→ **STATED TASK**: Continue the passage on the Court of Justice's AdWords trade mark ruling, starting right after its last sentence.

→ **DOCUMENT SECTION**:
In other words, said the Advocate General, it's not a trade mark infringement to buy, sell or use an AdWord -- but anyone offering a keyword sale service can't rely on the "I'm just an innocent information carrier and you can't blame me" exemption for liability in relation to the content of hosted information.

Today the Court of Justice has ruled as follows:

1. Article 5(1)(a) of First Council Directive 89/104/EEC of 21 December 1988 to approximate the laws of the Member States relating to trade marks and Article 9(1)(a) of Council Regulation (EC) No 40/94 of 20 December 1993 on the Community trade mark must be interpreted as meaning that the proprietor of a trade mark is entitled to prohibit an advertiser from advertising, on the basis of a keyword identical with that trade mark which that advertiser has, without the consent of the proprietor, selected in connection with an internet referencing service, goods or services identical with those for which that mark is registered, in the case where that advertisement does not enable an average internet user, or enables that user only with difficulty, to ascertain whether the goods or services referred to therein originate from the proprietor of the trade mark or an undertaking economically connected to it or, on the contrary, originate from a third party.

2. An internet referencing service provider which stores, as a keyword, a sign identical with a trade mark and organises the display of advertisements on the basis of that keyword does not use that sign within the meaning of Article 5(1) and (2) of Directive 89/104 or of Article 9(1) of Regulation No 40/94.

→ **DATASET RECORDS**:
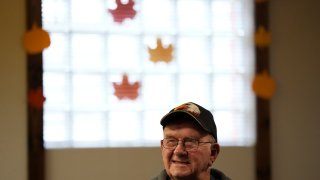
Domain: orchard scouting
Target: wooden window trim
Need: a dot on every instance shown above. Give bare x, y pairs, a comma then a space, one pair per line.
36, 151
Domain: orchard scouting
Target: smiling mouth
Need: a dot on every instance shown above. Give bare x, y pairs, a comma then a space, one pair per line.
180, 162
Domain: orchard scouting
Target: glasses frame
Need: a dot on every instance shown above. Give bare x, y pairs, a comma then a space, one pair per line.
187, 148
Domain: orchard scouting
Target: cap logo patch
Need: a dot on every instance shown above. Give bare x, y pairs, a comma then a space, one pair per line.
189, 107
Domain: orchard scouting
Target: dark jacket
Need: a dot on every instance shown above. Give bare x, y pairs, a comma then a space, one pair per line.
215, 175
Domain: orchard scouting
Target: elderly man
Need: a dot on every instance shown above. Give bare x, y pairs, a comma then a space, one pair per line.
189, 147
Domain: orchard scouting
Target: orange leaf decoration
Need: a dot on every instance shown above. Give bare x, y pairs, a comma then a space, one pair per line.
263, 85
36, 98
36, 39
123, 11
160, 53
262, 37
125, 89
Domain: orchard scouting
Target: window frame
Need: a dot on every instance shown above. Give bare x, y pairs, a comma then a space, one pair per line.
36, 150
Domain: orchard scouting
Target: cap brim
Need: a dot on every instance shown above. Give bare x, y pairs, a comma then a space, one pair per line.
178, 113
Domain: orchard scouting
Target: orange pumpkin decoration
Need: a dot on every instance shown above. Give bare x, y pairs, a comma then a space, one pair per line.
263, 85
36, 40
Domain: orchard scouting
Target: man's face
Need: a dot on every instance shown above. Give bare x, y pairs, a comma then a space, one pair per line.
194, 164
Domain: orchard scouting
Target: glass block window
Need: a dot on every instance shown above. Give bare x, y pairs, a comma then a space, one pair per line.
212, 65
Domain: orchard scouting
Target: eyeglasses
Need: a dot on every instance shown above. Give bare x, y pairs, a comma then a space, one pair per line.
189, 144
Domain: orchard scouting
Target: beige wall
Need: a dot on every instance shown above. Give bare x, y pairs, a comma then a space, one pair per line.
295, 63
295, 122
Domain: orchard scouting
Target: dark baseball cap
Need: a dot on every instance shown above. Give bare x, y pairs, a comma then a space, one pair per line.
196, 112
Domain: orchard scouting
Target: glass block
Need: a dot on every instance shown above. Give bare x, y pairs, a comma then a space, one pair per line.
88, 92
124, 126
86, 15
193, 16
55, 126
228, 55
228, 91
55, 13
56, 57
123, 53
194, 88
159, 90
88, 52
193, 54
56, 90
89, 127
158, 16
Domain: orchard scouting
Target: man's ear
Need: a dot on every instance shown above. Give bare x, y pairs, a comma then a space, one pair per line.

→ **THE RESULT**:
3. Article 14 of Directive 2000/31/EC of the European Parliament and of the Council of 8 June 2000 on certain legal aspects of information society services, in particular electronic commerce, in the Internal Market (‘Directive on electronic commerce’) must be interpreted as meaning that the rule laid down therein applies to an internet referencing service provider in the case where that service provider has not played an active role of such a kind as to give it knowledge of, or control over, the data stored. If it has not played such a role, that service provider cannot be held liable for the data which it has stored at the request of an advertiser, unless, having obtained knowledge of the unlawful nature of those data or of that advertiser’s activities, it failed to act expeditiously to remove or to disable access to the data concerned.
This post will be followed by a further post later, with comments on this ruling.

Wikipedia entries on AdWords and Keywords
What Google says about AdWords here
How to profit from Google AdWords here
Opinion of Advocate General Luís Miguel Poiares Pessoa Maduro here
IPKat comment on the Advocate General's Opinion here
Links and Law here

2 comments:

Aaron said...

Nice outcome. Google not liable for infringement, users are.

Ergo, Google change the procedure to take down UK ads to delete the requirement for tm to be in the ad, and then bring in the ability to object to the "takedown" request.

I think YouTube will probably worry about the finding on Article 14.

austrotrabant said...

Excellent. The only little down side in my opion is that the ECJ (aka "CJ") missed the opportunity to establish (Europe-wide) that search engines should receive a liability exception...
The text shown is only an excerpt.